Point localization data
<<<<

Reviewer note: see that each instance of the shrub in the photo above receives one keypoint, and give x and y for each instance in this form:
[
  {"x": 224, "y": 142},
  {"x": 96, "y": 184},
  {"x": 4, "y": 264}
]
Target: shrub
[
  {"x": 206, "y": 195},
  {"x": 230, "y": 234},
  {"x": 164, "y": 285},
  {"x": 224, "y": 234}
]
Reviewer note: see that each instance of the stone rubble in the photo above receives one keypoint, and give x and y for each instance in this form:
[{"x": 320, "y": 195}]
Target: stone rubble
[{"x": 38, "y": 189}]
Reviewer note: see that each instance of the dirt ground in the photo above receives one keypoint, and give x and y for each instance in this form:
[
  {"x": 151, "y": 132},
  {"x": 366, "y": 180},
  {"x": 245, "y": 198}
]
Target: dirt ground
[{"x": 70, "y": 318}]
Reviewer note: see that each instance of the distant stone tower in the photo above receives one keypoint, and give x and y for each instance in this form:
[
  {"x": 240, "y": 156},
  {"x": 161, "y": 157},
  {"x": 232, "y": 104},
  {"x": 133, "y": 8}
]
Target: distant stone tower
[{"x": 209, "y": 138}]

>>>>

→ **Exercise description**
If a line of the data holds the string "instance", list it.

→ **Answer space**
Reviewer note: see that each instance of the shrub in the photo above receives one keypoint, and give x and y for each instance in this form:
Reviewer note: see that each instance of the stone rubble in the photo above receives one keypoint, and give x and y for each instance in this form:
Reviewer note: see that each instance of the dirt ground in the photo above receives one keypoint, and give x and y for each instance in this form:
Reviewer note: see that each instance of the distant stone tower in the photo above receives one keypoint, and give x and y for each instance in this form:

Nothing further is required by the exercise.